Directions
Whenever a line in the listing contains "window", copy that line.
+++ Input material +++
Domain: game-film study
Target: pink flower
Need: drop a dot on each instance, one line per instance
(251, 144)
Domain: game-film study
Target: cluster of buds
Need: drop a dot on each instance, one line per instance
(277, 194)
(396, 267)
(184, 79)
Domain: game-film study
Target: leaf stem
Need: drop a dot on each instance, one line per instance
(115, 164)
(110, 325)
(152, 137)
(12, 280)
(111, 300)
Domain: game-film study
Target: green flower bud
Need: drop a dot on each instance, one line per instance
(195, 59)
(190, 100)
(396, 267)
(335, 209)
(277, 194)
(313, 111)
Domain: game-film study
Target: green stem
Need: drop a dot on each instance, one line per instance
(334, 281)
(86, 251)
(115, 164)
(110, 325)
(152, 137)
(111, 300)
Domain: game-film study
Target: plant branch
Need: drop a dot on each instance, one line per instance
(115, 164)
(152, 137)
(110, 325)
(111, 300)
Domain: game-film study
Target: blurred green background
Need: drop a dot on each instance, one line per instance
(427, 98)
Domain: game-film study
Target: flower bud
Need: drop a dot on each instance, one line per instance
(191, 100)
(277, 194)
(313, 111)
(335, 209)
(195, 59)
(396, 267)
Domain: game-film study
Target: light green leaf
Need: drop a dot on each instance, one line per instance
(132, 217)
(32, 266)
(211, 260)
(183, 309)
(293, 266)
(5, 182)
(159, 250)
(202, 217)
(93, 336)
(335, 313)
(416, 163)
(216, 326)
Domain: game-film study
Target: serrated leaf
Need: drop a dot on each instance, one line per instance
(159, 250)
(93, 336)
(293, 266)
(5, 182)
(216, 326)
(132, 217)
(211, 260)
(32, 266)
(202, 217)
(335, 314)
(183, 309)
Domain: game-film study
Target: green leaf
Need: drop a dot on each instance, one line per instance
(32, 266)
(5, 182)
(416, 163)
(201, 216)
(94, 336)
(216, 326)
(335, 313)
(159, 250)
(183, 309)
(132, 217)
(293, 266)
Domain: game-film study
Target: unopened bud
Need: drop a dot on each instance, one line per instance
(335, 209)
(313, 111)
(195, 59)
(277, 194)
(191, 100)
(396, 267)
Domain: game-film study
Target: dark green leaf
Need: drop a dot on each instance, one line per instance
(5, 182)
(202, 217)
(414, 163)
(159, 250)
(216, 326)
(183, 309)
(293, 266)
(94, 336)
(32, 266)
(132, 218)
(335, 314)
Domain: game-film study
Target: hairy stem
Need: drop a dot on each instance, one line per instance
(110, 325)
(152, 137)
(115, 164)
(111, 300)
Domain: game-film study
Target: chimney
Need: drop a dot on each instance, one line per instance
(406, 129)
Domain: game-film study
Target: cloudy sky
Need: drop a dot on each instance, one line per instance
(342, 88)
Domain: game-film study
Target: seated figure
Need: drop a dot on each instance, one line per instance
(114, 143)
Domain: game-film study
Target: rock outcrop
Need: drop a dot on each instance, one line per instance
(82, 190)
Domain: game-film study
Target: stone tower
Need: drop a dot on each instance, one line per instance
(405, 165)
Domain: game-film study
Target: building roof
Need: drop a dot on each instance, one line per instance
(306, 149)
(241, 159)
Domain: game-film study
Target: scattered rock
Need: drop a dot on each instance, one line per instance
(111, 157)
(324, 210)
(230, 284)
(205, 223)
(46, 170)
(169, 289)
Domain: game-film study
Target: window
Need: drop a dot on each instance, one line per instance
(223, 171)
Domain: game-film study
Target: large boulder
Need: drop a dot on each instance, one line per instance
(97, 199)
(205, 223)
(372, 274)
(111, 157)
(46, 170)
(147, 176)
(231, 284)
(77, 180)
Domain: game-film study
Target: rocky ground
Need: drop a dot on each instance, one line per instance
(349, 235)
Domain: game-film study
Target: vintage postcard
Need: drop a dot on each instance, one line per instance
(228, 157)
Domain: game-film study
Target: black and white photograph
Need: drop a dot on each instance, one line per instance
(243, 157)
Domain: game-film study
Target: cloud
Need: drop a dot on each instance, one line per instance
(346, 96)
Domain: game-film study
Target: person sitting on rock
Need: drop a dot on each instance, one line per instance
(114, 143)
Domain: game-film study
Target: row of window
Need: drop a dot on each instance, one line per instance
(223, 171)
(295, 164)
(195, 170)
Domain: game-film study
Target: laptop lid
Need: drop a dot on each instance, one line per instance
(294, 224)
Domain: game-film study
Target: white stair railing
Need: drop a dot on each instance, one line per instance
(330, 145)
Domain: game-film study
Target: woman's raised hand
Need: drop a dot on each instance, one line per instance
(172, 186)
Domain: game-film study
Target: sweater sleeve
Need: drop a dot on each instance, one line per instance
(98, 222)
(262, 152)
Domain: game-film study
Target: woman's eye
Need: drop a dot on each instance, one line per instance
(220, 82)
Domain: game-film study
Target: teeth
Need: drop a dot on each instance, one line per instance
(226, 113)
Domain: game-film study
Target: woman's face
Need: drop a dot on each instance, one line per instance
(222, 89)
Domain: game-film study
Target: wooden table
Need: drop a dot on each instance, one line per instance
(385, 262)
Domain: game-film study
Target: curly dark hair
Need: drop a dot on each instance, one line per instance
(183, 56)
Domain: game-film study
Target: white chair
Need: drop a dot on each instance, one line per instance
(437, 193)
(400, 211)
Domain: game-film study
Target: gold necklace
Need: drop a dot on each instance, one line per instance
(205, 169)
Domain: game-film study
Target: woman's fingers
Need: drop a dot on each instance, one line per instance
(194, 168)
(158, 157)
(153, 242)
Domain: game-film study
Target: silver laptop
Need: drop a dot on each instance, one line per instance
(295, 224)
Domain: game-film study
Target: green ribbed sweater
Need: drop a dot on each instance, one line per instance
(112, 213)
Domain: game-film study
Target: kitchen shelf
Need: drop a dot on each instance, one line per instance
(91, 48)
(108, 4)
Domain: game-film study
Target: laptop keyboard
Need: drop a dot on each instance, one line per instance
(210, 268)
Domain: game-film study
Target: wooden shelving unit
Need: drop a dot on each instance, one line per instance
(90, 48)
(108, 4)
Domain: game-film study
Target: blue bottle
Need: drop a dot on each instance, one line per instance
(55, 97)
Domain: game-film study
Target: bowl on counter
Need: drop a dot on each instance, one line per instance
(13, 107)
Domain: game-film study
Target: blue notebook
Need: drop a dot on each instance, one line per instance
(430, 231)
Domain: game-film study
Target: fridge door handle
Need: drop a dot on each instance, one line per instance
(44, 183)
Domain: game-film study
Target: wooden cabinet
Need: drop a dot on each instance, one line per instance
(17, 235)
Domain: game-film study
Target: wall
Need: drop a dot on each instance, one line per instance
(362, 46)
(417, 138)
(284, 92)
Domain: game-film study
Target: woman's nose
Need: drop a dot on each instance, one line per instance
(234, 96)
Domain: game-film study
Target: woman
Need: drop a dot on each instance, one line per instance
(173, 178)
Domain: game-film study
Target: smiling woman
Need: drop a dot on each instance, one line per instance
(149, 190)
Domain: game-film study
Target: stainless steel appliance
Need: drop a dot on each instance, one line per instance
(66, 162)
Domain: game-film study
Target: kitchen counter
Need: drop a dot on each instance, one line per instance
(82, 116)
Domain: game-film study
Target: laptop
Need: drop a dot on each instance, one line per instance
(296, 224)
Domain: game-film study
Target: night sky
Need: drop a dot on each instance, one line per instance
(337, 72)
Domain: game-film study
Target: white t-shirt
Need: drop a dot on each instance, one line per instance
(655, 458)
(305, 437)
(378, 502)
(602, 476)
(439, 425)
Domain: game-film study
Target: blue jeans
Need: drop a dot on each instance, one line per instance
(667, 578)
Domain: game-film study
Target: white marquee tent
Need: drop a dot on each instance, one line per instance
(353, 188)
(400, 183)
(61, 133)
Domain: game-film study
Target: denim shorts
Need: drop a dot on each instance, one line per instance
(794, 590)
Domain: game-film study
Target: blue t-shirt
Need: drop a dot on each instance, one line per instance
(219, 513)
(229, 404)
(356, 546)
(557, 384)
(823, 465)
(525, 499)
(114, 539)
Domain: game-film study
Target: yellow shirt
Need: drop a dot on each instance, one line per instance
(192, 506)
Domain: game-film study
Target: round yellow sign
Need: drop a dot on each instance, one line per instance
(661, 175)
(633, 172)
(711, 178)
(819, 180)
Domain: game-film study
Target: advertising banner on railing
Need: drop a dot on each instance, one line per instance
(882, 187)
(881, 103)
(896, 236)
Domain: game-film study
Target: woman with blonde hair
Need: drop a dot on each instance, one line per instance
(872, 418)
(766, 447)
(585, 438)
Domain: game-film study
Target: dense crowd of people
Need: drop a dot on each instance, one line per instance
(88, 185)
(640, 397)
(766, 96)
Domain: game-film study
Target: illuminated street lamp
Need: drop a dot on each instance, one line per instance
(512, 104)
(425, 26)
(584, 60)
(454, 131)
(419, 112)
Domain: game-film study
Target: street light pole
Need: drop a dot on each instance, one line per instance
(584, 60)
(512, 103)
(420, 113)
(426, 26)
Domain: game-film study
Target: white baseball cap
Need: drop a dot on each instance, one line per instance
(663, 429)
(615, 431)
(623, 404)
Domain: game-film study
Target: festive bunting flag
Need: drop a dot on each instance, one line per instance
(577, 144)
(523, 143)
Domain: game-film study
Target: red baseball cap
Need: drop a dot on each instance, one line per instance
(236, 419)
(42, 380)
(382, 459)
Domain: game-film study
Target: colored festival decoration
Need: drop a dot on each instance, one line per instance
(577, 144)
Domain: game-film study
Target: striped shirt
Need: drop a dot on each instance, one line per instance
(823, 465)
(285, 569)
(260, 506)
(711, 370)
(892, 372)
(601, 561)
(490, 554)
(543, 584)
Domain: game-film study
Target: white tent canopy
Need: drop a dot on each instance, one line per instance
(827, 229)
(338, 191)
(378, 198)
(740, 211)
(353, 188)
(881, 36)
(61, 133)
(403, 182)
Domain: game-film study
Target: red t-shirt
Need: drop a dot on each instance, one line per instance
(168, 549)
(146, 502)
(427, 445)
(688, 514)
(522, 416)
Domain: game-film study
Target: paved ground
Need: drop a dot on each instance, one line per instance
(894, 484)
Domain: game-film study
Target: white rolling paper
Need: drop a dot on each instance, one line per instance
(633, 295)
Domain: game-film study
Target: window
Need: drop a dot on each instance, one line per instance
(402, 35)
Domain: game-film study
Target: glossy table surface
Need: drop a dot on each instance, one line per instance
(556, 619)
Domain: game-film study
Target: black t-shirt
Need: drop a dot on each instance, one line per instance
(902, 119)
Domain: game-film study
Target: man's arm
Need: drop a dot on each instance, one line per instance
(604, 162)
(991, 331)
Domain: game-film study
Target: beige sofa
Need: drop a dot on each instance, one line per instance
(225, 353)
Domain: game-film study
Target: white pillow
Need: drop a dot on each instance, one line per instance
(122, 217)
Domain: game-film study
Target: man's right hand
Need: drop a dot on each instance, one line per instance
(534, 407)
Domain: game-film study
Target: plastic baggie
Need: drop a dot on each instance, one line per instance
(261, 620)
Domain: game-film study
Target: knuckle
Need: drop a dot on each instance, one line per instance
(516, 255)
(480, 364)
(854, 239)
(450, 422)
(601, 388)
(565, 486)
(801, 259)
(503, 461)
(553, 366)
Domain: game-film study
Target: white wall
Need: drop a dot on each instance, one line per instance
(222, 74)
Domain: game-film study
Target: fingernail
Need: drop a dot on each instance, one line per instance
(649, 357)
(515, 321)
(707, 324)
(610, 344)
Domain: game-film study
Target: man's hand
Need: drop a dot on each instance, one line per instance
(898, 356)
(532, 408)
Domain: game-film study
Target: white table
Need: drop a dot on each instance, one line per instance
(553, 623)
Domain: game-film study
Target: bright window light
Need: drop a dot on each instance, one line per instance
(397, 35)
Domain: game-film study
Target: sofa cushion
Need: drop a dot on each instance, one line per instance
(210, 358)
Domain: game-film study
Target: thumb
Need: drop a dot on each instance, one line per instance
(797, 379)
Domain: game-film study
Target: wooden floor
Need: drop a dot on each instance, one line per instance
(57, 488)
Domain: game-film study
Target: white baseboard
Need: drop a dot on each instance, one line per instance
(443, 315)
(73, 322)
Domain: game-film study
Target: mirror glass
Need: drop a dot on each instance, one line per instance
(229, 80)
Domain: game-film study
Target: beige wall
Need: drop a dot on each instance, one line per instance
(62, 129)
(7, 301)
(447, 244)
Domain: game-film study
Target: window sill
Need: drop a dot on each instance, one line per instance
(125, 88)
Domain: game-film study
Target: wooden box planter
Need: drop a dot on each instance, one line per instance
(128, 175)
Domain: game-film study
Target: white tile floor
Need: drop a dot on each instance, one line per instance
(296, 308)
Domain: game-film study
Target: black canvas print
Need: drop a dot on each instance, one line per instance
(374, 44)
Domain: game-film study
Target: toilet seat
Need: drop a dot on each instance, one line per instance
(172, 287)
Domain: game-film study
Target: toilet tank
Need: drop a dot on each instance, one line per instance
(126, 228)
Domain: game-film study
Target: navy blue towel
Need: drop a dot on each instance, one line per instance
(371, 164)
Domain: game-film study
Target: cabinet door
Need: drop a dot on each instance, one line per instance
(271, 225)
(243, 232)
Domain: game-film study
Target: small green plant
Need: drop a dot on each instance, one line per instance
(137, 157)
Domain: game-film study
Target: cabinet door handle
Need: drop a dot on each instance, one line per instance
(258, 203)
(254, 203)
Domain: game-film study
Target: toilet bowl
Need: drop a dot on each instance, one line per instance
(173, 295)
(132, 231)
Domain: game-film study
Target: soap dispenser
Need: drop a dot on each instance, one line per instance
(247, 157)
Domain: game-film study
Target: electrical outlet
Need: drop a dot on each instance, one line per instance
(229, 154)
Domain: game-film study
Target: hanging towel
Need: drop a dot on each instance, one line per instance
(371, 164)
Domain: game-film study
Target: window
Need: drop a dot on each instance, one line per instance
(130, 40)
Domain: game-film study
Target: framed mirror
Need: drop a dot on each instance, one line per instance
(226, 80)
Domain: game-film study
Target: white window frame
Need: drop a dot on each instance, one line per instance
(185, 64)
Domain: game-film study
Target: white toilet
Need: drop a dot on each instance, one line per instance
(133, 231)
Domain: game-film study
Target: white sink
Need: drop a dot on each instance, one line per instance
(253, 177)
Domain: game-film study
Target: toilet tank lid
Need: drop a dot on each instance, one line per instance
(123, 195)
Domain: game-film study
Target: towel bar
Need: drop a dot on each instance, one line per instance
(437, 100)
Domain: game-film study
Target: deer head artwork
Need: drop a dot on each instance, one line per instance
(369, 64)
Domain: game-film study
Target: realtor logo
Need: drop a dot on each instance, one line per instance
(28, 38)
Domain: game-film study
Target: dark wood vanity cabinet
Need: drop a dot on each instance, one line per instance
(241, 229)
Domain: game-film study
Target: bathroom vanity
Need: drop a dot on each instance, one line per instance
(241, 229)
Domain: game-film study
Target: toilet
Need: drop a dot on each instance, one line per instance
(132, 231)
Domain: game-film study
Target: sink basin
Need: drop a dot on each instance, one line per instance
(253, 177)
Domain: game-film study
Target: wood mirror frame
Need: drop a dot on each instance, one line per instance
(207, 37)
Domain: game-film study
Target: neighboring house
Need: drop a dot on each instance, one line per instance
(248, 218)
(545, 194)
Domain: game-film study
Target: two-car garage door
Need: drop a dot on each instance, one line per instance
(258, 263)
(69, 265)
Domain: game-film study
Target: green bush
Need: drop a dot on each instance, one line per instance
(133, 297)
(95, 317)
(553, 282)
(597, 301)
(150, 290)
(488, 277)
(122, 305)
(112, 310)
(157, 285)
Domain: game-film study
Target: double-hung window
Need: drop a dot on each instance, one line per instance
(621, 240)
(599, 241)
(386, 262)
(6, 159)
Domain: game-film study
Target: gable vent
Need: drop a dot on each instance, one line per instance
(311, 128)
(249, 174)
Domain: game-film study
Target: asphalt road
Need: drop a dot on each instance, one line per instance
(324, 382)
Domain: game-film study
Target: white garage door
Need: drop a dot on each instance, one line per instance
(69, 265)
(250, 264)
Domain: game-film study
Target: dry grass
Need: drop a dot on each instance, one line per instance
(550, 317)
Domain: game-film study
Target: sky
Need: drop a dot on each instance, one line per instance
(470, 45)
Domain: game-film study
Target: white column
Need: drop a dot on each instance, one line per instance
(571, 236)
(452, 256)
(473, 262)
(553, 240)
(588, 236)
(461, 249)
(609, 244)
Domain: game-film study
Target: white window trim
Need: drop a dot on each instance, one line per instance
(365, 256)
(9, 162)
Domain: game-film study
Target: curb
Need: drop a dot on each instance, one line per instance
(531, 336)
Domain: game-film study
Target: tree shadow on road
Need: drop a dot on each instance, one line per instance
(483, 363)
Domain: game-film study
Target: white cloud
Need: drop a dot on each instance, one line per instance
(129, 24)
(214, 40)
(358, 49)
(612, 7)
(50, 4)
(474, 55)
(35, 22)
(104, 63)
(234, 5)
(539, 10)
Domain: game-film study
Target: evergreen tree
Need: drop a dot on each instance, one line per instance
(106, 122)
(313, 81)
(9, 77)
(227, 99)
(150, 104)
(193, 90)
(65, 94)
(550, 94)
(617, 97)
+++
Answer box
Target: window
Target: row of window
Target: window
Target: bright window light
Target: window sill
Target: window
Target: white window frame
Target: double-hung window
Target: white window trim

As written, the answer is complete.